Work to complete → Your answer should consist of each line below that contains the string "beige".

*** Provided information ***

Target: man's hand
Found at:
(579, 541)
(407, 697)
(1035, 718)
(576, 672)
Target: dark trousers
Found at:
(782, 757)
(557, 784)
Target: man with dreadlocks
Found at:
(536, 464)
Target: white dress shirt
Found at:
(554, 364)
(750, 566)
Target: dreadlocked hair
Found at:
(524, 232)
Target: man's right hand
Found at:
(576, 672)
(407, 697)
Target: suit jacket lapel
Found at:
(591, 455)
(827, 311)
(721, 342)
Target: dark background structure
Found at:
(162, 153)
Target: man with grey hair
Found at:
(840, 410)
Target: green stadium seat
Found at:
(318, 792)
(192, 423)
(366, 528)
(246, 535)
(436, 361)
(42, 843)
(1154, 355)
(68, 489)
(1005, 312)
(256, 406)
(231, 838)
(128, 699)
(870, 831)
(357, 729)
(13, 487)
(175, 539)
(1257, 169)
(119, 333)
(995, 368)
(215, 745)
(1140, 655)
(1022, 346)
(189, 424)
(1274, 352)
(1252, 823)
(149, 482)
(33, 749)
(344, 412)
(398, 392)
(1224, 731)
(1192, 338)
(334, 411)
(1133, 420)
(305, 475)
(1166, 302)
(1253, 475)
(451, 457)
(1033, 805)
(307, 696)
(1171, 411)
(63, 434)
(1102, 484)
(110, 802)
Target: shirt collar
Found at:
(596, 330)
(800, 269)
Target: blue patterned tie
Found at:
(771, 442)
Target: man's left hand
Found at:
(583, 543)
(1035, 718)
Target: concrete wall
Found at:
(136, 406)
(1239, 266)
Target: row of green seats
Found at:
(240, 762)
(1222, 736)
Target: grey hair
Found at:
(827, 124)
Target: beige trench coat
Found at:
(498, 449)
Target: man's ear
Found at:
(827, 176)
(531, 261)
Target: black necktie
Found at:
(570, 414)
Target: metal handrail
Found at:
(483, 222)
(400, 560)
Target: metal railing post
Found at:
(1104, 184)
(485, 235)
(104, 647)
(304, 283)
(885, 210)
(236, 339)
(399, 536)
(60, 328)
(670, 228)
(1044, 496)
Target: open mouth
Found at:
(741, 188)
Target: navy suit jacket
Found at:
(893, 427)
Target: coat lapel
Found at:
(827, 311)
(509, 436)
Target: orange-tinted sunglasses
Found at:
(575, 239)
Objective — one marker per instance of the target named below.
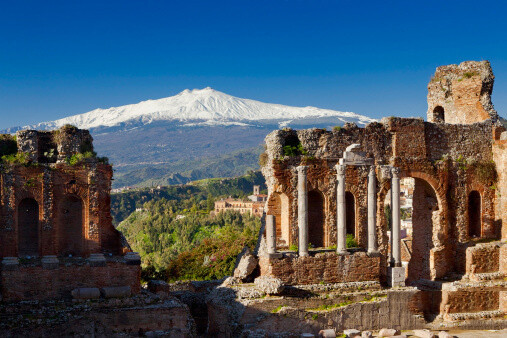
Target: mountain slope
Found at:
(195, 134)
(203, 107)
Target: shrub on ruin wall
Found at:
(351, 241)
(214, 258)
(8, 145)
(61, 135)
(485, 172)
(263, 159)
(17, 158)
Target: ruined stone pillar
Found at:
(372, 211)
(341, 244)
(302, 211)
(395, 231)
(271, 234)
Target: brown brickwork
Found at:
(323, 267)
(57, 203)
(459, 167)
(73, 201)
(482, 258)
(37, 283)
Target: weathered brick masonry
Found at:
(457, 159)
(326, 267)
(55, 220)
(36, 283)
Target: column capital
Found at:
(371, 170)
(386, 171)
(396, 172)
(302, 169)
(340, 169)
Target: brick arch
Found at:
(440, 230)
(279, 206)
(316, 218)
(487, 227)
(28, 226)
(354, 192)
(440, 193)
(71, 225)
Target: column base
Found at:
(276, 255)
(50, 262)
(396, 276)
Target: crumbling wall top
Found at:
(461, 94)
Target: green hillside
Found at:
(175, 234)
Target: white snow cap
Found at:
(203, 106)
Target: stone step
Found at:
(454, 317)
(469, 300)
(486, 276)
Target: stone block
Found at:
(246, 266)
(424, 333)
(350, 333)
(85, 293)
(388, 332)
(116, 291)
(327, 333)
(269, 285)
(50, 262)
(132, 258)
(396, 276)
(97, 260)
(10, 263)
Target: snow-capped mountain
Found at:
(195, 134)
(204, 107)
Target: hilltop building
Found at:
(56, 233)
(254, 206)
(339, 186)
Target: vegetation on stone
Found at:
(174, 230)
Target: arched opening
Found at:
(71, 226)
(425, 216)
(279, 207)
(350, 213)
(474, 214)
(438, 114)
(316, 218)
(28, 227)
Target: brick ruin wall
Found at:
(449, 161)
(37, 283)
(55, 204)
(55, 189)
(323, 267)
(461, 94)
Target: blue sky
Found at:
(59, 58)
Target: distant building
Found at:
(255, 205)
(257, 196)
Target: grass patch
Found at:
(330, 307)
(18, 158)
(277, 309)
(351, 241)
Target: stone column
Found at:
(341, 244)
(302, 211)
(395, 231)
(271, 234)
(372, 211)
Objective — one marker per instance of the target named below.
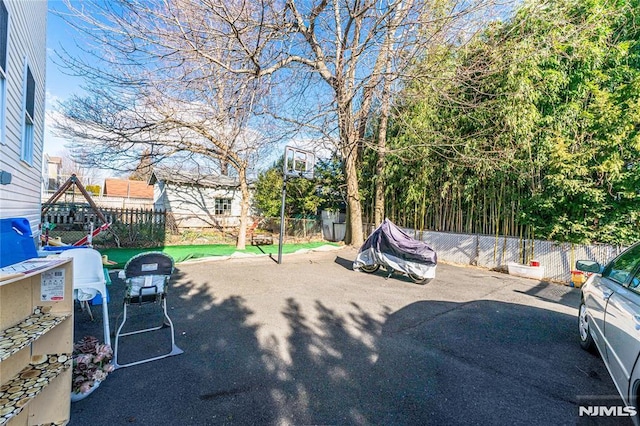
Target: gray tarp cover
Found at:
(390, 239)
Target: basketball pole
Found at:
(284, 197)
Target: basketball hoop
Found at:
(298, 162)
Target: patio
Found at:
(312, 342)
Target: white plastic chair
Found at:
(88, 280)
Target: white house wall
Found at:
(194, 206)
(27, 39)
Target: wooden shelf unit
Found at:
(36, 342)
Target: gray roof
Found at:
(190, 178)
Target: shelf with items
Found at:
(26, 332)
(36, 341)
(21, 389)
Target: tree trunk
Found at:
(244, 209)
(378, 213)
(355, 235)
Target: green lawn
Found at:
(182, 253)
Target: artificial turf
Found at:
(182, 253)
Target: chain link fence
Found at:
(557, 259)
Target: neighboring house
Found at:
(52, 174)
(124, 188)
(197, 202)
(22, 101)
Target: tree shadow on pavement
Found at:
(430, 362)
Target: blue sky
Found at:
(59, 85)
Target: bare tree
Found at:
(351, 48)
(155, 88)
(191, 78)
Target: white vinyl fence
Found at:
(558, 259)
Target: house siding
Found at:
(26, 41)
(194, 206)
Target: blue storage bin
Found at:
(98, 299)
(16, 241)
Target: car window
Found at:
(635, 282)
(621, 268)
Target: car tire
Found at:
(418, 280)
(586, 340)
(369, 269)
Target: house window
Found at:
(223, 206)
(4, 47)
(28, 112)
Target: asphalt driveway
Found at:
(312, 342)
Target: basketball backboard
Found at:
(298, 162)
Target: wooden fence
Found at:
(129, 227)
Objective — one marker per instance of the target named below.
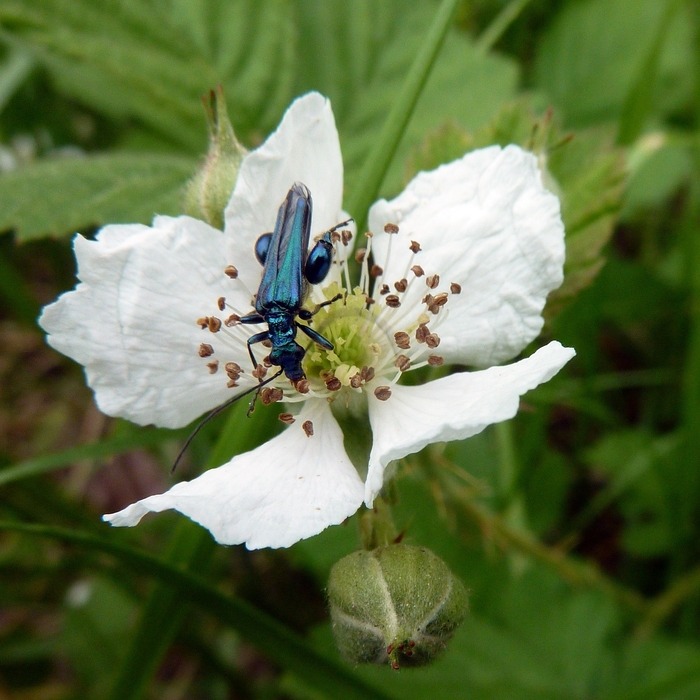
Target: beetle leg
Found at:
(253, 317)
(316, 337)
(306, 315)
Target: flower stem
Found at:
(380, 157)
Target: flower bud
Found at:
(209, 191)
(397, 604)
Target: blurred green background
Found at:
(576, 526)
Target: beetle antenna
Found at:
(216, 412)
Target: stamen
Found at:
(393, 301)
(432, 340)
(382, 393)
(333, 384)
(302, 386)
(402, 340)
(403, 363)
(270, 395)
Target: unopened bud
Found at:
(209, 191)
(397, 604)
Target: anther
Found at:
(422, 333)
(333, 384)
(403, 363)
(432, 281)
(432, 340)
(233, 368)
(367, 373)
(302, 385)
(382, 393)
(402, 340)
(270, 395)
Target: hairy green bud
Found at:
(397, 604)
(208, 192)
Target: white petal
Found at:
(305, 148)
(132, 320)
(290, 488)
(487, 223)
(452, 408)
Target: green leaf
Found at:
(583, 169)
(60, 196)
(96, 450)
(276, 641)
(594, 51)
(151, 62)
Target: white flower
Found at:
(491, 249)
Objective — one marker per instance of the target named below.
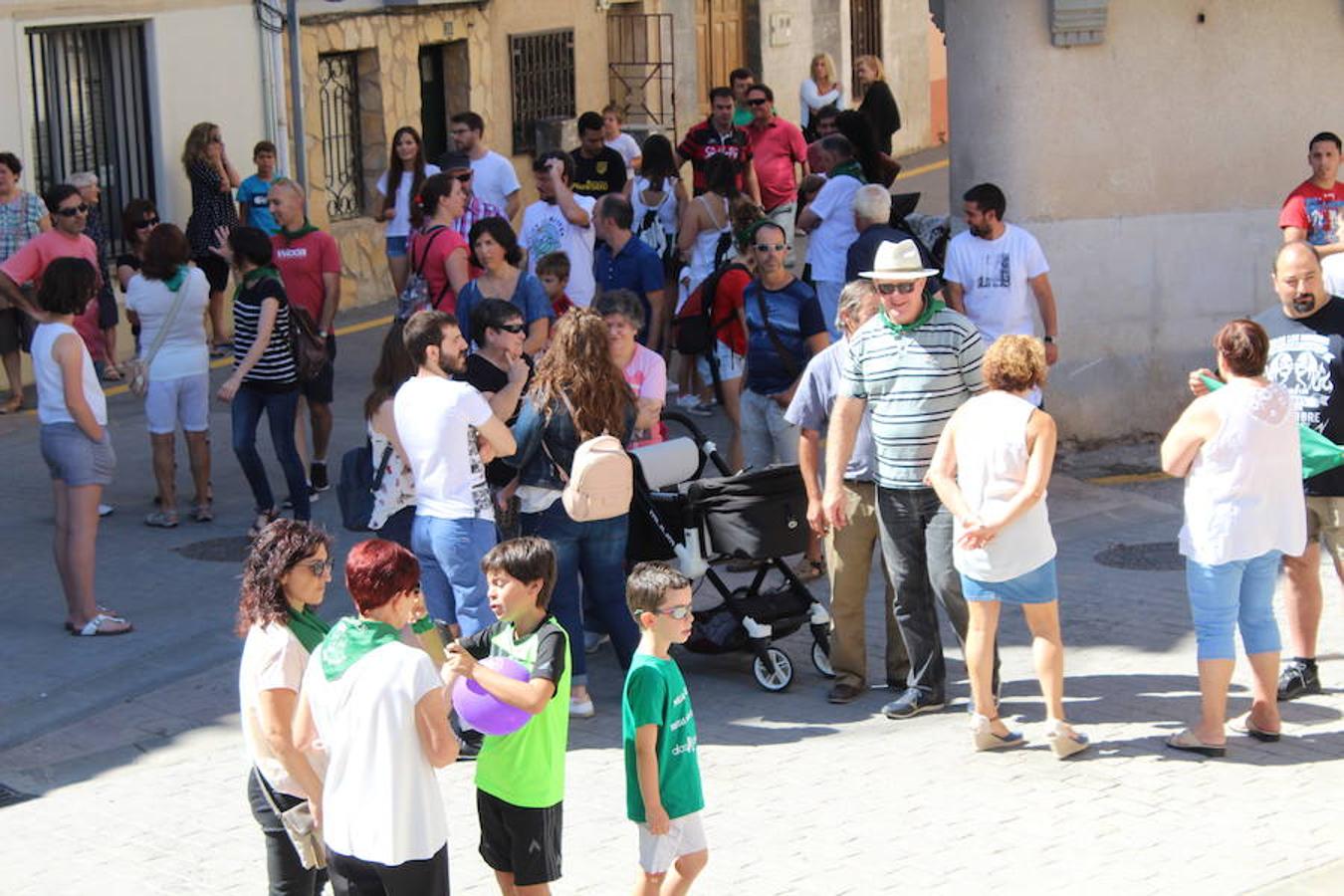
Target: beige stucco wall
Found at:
(1149, 166)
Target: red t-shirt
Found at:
(430, 260)
(1317, 211)
(27, 265)
(776, 148)
(302, 264)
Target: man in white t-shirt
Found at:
(829, 220)
(442, 426)
(494, 179)
(994, 269)
(560, 222)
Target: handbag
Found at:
(137, 368)
(299, 825)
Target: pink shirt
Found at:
(27, 265)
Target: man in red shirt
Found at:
(718, 135)
(779, 153)
(310, 266)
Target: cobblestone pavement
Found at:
(131, 750)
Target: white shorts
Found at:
(183, 400)
(686, 835)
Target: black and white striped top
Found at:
(277, 367)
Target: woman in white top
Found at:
(380, 711)
(818, 91)
(285, 575)
(1239, 452)
(991, 470)
(73, 416)
(169, 292)
(406, 171)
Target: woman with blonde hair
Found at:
(820, 89)
(991, 469)
(578, 392)
(878, 105)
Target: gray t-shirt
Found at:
(816, 395)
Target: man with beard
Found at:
(444, 425)
(1306, 357)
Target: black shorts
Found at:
(215, 270)
(322, 388)
(508, 834)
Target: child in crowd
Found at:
(253, 206)
(661, 769)
(554, 273)
(521, 777)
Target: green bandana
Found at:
(308, 627)
(349, 641)
(897, 330)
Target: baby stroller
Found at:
(759, 515)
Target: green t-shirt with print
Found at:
(527, 768)
(656, 695)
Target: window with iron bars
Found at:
(337, 82)
(542, 68)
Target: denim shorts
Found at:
(1037, 585)
(74, 458)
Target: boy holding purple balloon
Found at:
(663, 791)
(521, 776)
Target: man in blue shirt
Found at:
(624, 262)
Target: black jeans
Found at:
(288, 876)
(419, 877)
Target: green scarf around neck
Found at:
(897, 330)
(308, 627)
(349, 641)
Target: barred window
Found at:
(542, 68)
(337, 80)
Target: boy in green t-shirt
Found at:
(661, 773)
(521, 777)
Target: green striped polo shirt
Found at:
(913, 381)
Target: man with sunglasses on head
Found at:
(913, 362)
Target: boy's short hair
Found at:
(649, 581)
(556, 265)
(527, 559)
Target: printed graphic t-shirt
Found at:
(1306, 357)
(656, 695)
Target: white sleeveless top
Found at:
(51, 395)
(991, 469)
(1243, 493)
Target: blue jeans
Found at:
(280, 408)
(597, 553)
(1230, 595)
(450, 555)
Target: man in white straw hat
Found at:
(916, 361)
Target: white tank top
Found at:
(991, 469)
(1243, 493)
(51, 395)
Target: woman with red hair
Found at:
(380, 710)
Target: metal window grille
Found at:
(337, 87)
(91, 112)
(542, 68)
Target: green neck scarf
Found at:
(897, 330)
(349, 641)
(308, 627)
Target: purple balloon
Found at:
(480, 710)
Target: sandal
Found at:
(96, 627)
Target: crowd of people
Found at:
(907, 389)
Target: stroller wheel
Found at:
(777, 675)
(821, 660)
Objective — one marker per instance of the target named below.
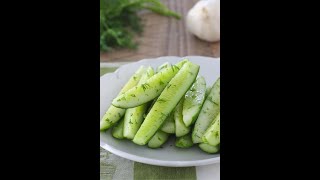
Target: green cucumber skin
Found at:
(209, 149)
(166, 102)
(181, 128)
(212, 134)
(169, 125)
(162, 66)
(147, 91)
(117, 130)
(113, 114)
(208, 91)
(184, 141)
(194, 99)
(134, 116)
(158, 140)
(209, 111)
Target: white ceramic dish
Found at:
(169, 155)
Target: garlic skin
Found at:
(203, 20)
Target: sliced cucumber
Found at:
(114, 114)
(117, 130)
(209, 111)
(181, 128)
(208, 91)
(162, 66)
(169, 125)
(166, 102)
(193, 101)
(184, 141)
(134, 116)
(158, 139)
(147, 91)
(208, 148)
(212, 134)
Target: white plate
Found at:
(169, 155)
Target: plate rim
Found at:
(155, 161)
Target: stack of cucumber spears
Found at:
(171, 100)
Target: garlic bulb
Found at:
(203, 20)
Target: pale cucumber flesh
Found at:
(212, 134)
(117, 130)
(209, 149)
(113, 113)
(134, 116)
(147, 91)
(166, 102)
(193, 101)
(181, 128)
(184, 141)
(209, 111)
(158, 139)
(169, 125)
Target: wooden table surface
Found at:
(165, 36)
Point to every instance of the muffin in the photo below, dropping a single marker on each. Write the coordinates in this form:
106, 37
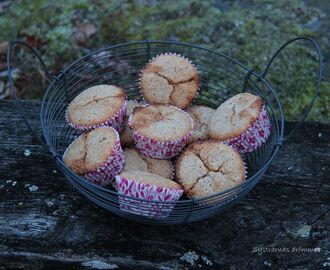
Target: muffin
100, 105
169, 79
96, 156
126, 136
241, 122
139, 162
160, 131
209, 167
149, 187
201, 116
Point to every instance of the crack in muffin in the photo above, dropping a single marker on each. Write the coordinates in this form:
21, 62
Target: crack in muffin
201, 116
126, 136
169, 79
96, 106
137, 162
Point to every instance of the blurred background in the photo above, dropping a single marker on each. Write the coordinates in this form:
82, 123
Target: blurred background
249, 31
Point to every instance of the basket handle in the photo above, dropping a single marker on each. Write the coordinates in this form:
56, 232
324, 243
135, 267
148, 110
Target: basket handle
13, 89
319, 77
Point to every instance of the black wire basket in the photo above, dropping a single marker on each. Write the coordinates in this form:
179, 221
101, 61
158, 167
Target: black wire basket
220, 76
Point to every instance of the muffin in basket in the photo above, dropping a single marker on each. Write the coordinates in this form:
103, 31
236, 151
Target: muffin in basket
201, 116
100, 105
134, 161
96, 156
150, 187
209, 167
126, 136
242, 122
160, 131
169, 79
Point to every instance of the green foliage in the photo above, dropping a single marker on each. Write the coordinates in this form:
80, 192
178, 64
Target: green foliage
249, 34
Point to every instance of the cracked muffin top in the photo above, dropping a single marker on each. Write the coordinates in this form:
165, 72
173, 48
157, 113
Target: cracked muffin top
90, 150
208, 167
126, 136
161, 122
201, 116
95, 105
150, 179
169, 79
137, 162
234, 116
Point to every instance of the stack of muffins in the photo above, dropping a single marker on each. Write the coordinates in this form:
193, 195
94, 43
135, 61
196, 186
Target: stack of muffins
163, 147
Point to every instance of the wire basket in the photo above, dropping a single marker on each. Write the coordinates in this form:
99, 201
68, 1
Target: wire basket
220, 77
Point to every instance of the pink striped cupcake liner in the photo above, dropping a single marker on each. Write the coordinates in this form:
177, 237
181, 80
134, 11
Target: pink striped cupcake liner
105, 174
254, 136
117, 121
152, 59
152, 193
160, 149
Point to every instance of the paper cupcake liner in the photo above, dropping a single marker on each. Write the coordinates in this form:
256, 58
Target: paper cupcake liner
254, 136
116, 121
160, 149
135, 189
152, 59
105, 173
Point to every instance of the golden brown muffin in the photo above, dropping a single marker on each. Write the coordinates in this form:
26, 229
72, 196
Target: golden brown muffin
161, 122
201, 116
126, 136
169, 79
234, 116
139, 162
209, 167
95, 105
90, 150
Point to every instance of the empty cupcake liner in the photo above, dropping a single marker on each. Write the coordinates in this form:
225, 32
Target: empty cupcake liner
254, 136
136, 189
116, 121
105, 173
160, 149
152, 59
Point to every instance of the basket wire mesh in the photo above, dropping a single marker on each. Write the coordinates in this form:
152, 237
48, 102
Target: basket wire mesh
220, 78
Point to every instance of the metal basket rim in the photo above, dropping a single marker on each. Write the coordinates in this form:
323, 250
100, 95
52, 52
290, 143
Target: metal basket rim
184, 201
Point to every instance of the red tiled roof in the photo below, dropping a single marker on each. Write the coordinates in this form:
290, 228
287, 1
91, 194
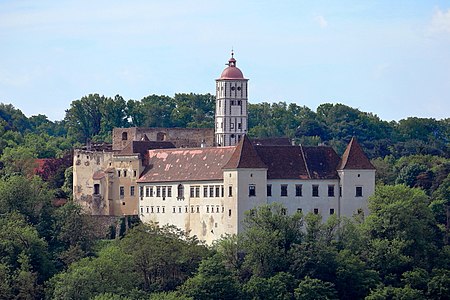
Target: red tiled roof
355, 158
186, 164
244, 157
297, 162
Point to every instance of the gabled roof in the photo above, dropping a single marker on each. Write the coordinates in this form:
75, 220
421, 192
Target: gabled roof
186, 164
282, 141
135, 147
245, 157
298, 162
354, 158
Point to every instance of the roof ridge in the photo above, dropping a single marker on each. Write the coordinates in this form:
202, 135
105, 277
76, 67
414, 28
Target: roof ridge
304, 161
245, 156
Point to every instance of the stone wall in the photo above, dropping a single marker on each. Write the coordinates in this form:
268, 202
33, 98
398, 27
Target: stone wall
180, 137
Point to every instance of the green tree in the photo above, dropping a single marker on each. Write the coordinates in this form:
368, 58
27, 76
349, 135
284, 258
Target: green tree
270, 234
212, 281
315, 289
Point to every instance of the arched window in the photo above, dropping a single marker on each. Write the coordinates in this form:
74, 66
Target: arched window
180, 191
160, 136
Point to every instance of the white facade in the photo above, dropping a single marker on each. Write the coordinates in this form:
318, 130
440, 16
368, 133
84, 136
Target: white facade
211, 209
231, 106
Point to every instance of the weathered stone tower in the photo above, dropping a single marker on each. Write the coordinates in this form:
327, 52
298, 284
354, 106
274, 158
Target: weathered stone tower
231, 105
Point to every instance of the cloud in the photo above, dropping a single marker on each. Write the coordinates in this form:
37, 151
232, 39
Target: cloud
321, 21
440, 21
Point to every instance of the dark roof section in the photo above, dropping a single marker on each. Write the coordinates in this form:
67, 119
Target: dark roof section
283, 141
141, 147
183, 164
297, 162
354, 158
245, 157
322, 162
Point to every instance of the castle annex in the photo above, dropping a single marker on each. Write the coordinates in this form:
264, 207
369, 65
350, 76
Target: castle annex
203, 180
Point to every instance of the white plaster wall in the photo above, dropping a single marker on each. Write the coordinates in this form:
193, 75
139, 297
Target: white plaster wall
207, 224
350, 179
307, 203
245, 178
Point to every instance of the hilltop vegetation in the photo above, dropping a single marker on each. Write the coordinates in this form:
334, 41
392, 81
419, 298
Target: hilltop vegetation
400, 251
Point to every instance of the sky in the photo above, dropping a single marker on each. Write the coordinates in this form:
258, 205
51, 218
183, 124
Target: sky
390, 58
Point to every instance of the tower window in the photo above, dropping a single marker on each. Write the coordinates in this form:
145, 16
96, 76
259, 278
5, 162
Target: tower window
358, 192
269, 190
252, 190
283, 190
315, 190
331, 190
298, 190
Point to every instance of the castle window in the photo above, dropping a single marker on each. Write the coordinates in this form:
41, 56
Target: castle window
269, 190
217, 190
358, 191
181, 191
252, 190
315, 190
283, 190
331, 190
298, 190
96, 189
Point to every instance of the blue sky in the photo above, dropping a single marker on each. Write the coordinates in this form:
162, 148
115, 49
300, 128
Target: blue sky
391, 58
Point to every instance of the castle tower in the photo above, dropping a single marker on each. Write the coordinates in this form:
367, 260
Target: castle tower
231, 105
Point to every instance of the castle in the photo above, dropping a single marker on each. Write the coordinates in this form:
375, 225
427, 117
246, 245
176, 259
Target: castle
203, 180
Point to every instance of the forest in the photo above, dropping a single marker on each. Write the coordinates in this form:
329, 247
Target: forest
400, 251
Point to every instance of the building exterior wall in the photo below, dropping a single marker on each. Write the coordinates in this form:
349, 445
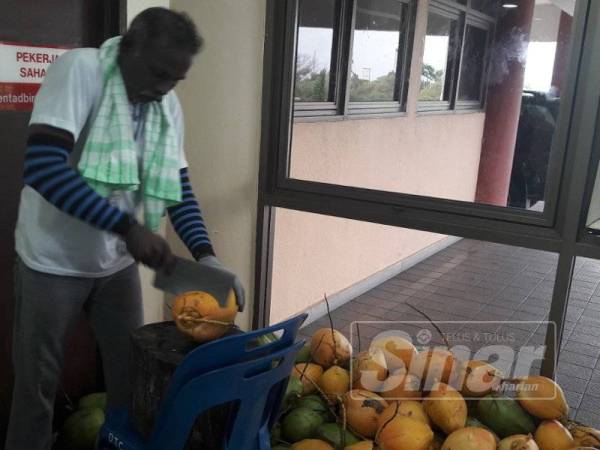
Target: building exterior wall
423, 154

*** End of Provided information ***

Solution →
Target: beige trench coat
Target: beige stucco wall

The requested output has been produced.